**RECORDS FOR THE TASK**
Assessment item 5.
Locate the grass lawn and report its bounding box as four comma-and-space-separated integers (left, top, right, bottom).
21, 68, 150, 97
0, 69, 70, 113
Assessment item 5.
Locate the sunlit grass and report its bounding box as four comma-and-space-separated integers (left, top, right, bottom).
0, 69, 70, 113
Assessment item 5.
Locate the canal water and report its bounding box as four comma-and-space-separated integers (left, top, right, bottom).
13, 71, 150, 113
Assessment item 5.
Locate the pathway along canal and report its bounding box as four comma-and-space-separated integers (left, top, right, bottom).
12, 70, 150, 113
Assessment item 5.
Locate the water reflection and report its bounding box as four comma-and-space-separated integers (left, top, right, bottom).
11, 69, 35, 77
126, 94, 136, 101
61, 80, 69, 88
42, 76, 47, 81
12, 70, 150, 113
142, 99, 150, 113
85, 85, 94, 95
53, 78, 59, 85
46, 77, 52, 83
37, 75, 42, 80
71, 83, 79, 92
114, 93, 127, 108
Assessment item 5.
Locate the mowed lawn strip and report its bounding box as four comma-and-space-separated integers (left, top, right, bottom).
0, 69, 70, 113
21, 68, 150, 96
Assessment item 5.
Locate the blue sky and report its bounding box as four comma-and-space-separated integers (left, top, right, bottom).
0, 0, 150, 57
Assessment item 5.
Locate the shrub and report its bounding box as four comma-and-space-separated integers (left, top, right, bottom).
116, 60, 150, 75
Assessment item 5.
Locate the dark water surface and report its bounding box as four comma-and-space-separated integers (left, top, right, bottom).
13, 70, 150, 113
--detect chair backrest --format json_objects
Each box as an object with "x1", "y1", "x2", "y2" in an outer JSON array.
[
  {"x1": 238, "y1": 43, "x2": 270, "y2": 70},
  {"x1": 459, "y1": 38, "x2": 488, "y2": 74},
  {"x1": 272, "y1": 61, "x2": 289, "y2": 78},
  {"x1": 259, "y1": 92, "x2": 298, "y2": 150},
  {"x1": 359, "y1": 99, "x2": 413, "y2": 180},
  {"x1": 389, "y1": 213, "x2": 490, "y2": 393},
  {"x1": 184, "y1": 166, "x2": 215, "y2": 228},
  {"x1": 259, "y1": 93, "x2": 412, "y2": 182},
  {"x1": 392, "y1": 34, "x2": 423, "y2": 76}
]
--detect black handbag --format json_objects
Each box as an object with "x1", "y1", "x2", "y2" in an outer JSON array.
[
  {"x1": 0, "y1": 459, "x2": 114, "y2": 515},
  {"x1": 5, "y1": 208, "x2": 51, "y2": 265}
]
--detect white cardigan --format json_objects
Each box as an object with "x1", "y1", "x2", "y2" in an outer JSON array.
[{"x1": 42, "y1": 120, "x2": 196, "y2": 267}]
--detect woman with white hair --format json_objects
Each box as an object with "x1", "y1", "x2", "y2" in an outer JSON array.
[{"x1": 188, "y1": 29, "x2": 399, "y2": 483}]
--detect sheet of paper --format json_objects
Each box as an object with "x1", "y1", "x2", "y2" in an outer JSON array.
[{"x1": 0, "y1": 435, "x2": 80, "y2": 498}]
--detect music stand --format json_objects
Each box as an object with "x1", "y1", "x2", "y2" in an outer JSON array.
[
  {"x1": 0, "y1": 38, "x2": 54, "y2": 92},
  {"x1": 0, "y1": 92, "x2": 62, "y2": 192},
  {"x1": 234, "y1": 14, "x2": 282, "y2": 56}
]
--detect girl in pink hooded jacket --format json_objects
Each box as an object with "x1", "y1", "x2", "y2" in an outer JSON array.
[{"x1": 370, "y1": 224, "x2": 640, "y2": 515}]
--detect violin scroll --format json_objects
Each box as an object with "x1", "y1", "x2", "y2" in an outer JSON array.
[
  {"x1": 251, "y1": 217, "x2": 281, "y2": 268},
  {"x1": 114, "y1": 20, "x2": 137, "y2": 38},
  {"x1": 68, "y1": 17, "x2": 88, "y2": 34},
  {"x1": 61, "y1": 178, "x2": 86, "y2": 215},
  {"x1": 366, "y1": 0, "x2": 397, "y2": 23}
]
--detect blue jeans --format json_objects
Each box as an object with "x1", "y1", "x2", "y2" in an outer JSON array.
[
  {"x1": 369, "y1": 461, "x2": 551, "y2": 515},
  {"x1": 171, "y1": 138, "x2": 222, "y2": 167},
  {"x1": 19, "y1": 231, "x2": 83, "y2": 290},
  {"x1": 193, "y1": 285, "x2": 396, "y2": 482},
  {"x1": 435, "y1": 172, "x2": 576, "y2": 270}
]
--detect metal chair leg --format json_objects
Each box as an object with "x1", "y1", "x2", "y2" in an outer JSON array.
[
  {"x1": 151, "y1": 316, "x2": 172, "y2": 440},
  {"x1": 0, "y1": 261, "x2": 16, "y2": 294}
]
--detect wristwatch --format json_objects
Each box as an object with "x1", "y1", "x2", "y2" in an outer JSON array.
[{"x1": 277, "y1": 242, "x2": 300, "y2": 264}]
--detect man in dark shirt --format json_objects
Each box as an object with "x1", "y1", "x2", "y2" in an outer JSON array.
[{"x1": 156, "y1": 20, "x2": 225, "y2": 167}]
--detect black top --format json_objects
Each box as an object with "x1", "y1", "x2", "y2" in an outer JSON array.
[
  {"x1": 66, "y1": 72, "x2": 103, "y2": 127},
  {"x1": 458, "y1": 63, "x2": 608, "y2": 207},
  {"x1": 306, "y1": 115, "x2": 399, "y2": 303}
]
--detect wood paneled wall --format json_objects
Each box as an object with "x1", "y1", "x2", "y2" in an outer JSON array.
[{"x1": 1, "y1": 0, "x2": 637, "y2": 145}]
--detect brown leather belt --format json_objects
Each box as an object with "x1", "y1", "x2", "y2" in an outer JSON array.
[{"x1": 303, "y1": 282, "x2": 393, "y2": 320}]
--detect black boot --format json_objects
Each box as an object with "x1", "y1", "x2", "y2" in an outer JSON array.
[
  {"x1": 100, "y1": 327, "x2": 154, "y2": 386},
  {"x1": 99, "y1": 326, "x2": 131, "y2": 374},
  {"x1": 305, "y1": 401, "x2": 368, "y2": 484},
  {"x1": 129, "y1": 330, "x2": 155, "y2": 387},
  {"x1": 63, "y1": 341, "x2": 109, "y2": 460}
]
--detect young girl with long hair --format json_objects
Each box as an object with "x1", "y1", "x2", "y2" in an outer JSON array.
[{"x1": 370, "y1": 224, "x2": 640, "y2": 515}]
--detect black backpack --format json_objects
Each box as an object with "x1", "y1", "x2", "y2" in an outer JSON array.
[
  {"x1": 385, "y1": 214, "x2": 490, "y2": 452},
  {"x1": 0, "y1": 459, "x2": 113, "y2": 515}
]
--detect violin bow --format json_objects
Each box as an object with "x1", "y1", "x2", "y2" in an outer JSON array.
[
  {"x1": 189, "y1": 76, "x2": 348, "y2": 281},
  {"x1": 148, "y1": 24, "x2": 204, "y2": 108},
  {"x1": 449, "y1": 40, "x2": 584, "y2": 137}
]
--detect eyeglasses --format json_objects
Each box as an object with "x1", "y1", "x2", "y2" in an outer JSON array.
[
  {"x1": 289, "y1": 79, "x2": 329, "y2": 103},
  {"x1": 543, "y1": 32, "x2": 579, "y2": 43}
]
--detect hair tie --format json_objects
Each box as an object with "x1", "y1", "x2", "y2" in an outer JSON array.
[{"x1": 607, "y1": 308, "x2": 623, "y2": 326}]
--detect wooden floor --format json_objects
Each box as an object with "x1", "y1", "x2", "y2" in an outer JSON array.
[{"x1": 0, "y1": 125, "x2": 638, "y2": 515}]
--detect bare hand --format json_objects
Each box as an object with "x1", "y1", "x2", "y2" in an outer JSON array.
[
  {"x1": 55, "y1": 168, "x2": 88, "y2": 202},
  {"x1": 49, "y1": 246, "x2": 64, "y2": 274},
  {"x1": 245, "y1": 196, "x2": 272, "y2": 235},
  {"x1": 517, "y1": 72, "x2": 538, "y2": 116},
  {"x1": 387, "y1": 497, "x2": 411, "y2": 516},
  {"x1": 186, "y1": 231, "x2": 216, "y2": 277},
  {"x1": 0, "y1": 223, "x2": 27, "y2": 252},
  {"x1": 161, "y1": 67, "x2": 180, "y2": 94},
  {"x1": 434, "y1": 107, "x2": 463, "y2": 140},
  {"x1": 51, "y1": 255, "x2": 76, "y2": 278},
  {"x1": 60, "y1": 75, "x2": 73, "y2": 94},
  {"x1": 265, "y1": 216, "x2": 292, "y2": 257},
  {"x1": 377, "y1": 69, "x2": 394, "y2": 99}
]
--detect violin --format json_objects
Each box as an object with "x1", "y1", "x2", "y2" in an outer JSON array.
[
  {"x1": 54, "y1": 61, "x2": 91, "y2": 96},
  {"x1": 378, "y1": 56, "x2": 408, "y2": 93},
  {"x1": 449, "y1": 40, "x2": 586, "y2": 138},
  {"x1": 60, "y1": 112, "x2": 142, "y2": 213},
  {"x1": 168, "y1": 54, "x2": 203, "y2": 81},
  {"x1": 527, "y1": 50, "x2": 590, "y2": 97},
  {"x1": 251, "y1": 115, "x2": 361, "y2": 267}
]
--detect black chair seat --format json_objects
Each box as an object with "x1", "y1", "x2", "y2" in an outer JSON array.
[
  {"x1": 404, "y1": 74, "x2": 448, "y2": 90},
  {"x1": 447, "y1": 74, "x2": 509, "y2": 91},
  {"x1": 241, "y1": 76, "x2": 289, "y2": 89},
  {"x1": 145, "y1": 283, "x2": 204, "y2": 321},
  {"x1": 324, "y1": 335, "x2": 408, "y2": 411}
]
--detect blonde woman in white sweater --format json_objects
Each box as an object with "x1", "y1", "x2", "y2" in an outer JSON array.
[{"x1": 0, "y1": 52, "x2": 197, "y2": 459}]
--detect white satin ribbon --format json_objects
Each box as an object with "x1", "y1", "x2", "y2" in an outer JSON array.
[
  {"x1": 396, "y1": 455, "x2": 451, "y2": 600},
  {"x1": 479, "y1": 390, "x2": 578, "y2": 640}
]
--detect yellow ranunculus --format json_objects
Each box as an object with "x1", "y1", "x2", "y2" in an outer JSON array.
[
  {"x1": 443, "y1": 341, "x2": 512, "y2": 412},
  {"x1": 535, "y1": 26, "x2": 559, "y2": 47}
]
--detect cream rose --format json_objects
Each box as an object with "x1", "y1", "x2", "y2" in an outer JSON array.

**AIM OF THE TASK**
Your output should consist solely of the lines from the beginning of the entries through the line containing "--detect chair backrest --format json_objects", reproduced exactly.

**OUTPUT**
Assessment item 5.
Locate the grass lawn and report its bounding box as four comma-and-space-separated integers (left, top, right, bottom).
21, 68, 150, 97
0, 69, 70, 113
Assessment item 5.
Locate the sunlit grass and report its bounding box as four comma-and-space-separated integers (left, top, right, bottom).
0, 69, 70, 113
Assessment item 5.
Locate the canal water and report its bounding box as four comma-and-space-separated integers (left, top, right, bottom).
13, 71, 150, 113
Assessment item 5.
Locate the pathway along canal and report its bounding box as four comma-and-space-separated integers (left, top, right, bottom).
12, 70, 150, 113
Assessment item 5.
Locate the water reflection and report its bounding box as four comma-and-space-separated integers (left, top, right, bottom).
11, 69, 35, 77
126, 94, 136, 101
61, 80, 69, 88
42, 76, 47, 81
12, 70, 150, 113
142, 99, 150, 113
85, 85, 94, 95
53, 78, 59, 85
46, 77, 52, 83
37, 75, 42, 80
71, 83, 79, 92
114, 93, 127, 108
Assessment item 5.
Locate the mowed lawn strip and report its bounding box as four comma-and-space-separated integers (left, top, right, bottom).
0, 69, 70, 113
21, 68, 150, 96
Assessment item 5.
Locate the blue sky and report its bounding box as four comma-and-space-separated integers (left, top, right, bottom).
0, 0, 150, 57
Assessment item 5.
Locate the shrub and report its bounding box as four comma-and-space-separated integers (left, top, right, bottom).
116, 60, 150, 75
Assessment item 5.
Locate the dark water surface and report its bounding box as four comma-and-space-separated integers (left, top, right, bottom).
13, 70, 150, 113
--detect chair backrest --format json_objects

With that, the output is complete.